─── Reading passage

People gather outside UN headquarters in Jerusalem to call for the return of the hostages kidnapped during the Oct. 7 Hamas cross-border attack in Israel, Monday, Nov. 13, 2023. (AP Photo/Bernat Armangue)

Following its most recent U.N. debacle, it’s time for the United States to stop writing blank checks to the United Nations.

For U.N. observers, anti-Israel bias has long been part of the fabric of the United Nations, which has simultaneously turned a blind eye to many atrocities committed by other nations.

To put the crisis at the United Nations Relief and Works Agency (UNRWA) story in proper perspective, it is worth exploring the U.N.’s relationship with Israel, the only democracy in the Middle East.

──────
─── Information shown

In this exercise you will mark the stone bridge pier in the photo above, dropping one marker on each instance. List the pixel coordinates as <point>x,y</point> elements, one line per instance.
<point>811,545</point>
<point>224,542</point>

──────

Written instruction: Can you continue the commentary on the U.N.'s treatment of Israel past its final sentence? The listing has no connection to the commentary.

Answer to the problem:
Since 1975, the U.N. has condemned Israel more times than any other country in the world. Just this past year alone, the U.N. General Assembly reprimanded Israel 14 times, compared to seven for the rest of the world combined. Compare that with nations like Iran, North Korea, Russia, China, Syria, and Yemen, and you will see how many rogue nations have essentially received an international hall pass by the U.N. General Assembly.

Take, for example, the United Nations Human Rights Council, a 47-voting member human-rights-focused body, which includes some countries long associated with human rights violations, such as China and Cuba. According to the Foundation for Defense of Democracies, the Council has passed as many resolutions against Israel as the rest of the world combined and has a blacklist of companies operating in Israeli-controlled, disputed territories, while no other list exists for any other disputed territory in the world.

Israel is the only country with a standing agenda item, Agenda Item 7. The Trump administration walked out of the body in 2018 after chronic bias against Israel. The U.S. has since rejoined and is a voting member.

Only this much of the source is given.